- _What is required_
Reproduce the data below with every "Mark each instance" switched to "Indicate every instance", leaving everything else unchanged.

Records
%%

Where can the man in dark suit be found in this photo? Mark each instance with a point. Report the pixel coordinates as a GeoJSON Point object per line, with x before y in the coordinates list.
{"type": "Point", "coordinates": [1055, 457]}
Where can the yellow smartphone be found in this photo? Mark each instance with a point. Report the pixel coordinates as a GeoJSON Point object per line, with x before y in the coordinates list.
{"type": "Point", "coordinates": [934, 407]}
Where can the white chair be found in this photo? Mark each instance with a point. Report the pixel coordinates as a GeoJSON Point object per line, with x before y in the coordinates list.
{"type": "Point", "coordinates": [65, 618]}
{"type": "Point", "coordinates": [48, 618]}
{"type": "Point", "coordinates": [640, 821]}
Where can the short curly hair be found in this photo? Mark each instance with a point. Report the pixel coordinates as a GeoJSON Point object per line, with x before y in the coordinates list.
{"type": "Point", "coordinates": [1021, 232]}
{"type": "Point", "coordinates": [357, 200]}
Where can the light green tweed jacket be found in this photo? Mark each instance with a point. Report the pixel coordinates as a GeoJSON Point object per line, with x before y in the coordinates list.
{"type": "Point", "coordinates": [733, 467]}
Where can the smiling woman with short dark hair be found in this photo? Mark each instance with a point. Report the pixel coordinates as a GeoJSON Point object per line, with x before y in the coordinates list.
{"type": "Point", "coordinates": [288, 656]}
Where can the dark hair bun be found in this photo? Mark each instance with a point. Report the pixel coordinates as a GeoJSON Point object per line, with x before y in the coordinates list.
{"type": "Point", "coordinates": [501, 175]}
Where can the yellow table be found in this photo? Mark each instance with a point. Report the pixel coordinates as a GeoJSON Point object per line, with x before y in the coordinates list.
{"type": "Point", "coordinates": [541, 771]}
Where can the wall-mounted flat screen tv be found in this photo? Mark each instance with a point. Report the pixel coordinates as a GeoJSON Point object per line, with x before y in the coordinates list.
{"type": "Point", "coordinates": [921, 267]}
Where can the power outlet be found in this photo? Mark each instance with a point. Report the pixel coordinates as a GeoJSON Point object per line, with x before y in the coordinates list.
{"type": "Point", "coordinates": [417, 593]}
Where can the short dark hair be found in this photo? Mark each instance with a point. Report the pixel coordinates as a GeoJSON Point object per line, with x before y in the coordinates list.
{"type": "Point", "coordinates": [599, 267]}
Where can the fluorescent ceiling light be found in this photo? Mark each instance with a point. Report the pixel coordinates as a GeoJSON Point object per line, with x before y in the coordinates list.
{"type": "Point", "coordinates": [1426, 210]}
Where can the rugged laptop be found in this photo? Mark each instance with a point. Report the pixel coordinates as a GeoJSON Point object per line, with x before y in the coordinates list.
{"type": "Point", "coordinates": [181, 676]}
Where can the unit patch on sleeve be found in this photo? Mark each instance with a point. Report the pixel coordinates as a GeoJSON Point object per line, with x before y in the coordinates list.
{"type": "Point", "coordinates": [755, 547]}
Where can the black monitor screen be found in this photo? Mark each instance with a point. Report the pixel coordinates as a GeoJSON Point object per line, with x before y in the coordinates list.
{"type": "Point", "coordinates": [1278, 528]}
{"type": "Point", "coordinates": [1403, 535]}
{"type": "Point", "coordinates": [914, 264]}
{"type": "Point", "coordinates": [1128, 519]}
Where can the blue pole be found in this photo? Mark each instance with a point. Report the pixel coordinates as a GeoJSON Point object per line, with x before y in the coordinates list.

%%

- _Finished task_
Where can the man in dark suit be found in this photo? Indicate every instance with a point. Report the pixel coordinates as a GeoJSON Point object per line, with x before y in the coordinates list.
{"type": "Point", "coordinates": [1055, 457]}
Where can the yellow smartphone be found in this photo? Indicate every instance with a point. Report the pixel coordinates as a GeoJSON Point object per line, with x before y in the coordinates list.
{"type": "Point", "coordinates": [934, 407]}
Where can the white chair be found in this photo? Indicate every instance with a point. Report the pixel coordinates as a GeoJSON Point object per line, with x before y in the coordinates list.
{"type": "Point", "coordinates": [65, 618]}
{"type": "Point", "coordinates": [48, 618]}
{"type": "Point", "coordinates": [640, 821]}
Where can the short curly hair be found in this photo? Indicate every instance with a point. Report the pixel coordinates as a GeoJSON Point object per line, with x before y in the coordinates list.
{"type": "Point", "coordinates": [1021, 232]}
{"type": "Point", "coordinates": [357, 200]}
Where can the light green tweed jacket be found in this photo? Indicate every instance with a point. Report the pixel coordinates as a GeoJSON Point object per line, with x before y in the coordinates list.
{"type": "Point", "coordinates": [733, 467]}
Where can the smiling woman with short dark hair be found in this photo? Indicate every instance with a point. Report the pixel coordinates as a GeoJSON Point object per line, with x before y in the coordinates list.
{"type": "Point", "coordinates": [288, 656]}
Where can the dark hair bun be found in this photo? Indicate every instance with a point. Report the pixel coordinates as a GeoJSON Point object per line, with x before y in the coordinates list.
{"type": "Point", "coordinates": [501, 175]}
Where can the yellow table be found in this photo? Indicate every instance with a point. Report the pixel coordinates as a GeoJSON Point object per line, with x before y in the coordinates list.
{"type": "Point", "coordinates": [541, 771]}
Where can the wall-mounted flat screen tv be found in this photo? Indicate every instance with a point. Report the pixel coordinates as a GeoJSON Point object per line, with x before y in the coordinates list.
{"type": "Point", "coordinates": [921, 267]}
Where can the power outlet be found in this photo? Indicate every instance with a point. Report the pixel coordinates as a GeoJSON Point object per line, with x before y in the coordinates list.
{"type": "Point", "coordinates": [417, 593]}
Where can the short dark hair be found in this photo? Indicate every instance with a point. Report the pixel coordinates as a GeoJSON Point object per line, with x before y in the coordinates list.
{"type": "Point", "coordinates": [599, 267]}
Where can the fluorescent ceiling light be found in this photo? Indicate every instance with a point. Report the pixel coordinates as a GeoJSON Point object per line, with x before y in the coordinates list.
{"type": "Point", "coordinates": [1426, 210]}
Where can the rugged laptop be found in this photo? Indicate every instance with a point. Report the pixel coordinates as a GeoJSON Point object per line, with x before y in the coordinates list.
{"type": "Point", "coordinates": [181, 676]}
Where can the unit patch on sleeve be found in this photo? Indicate every instance with a point. Report the pixel coordinates as a GeoJSON Point object per line, with x before y in the coordinates list.
{"type": "Point", "coordinates": [755, 547]}
Where can the black monitor screen be found in this photo? Indicate every instance with a point. Report the pixel coordinates as a GeoJSON Point object per line, with x before y in the coordinates list.
{"type": "Point", "coordinates": [1278, 528]}
{"type": "Point", "coordinates": [1403, 535]}
{"type": "Point", "coordinates": [914, 264]}
{"type": "Point", "coordinates": [1128, 519]}
Where can the blue pole be found in this photo? Indicate every instance with a point. Report the pixel coordinates as a GeoJSON Point object per line, with x before y in the coordinates list.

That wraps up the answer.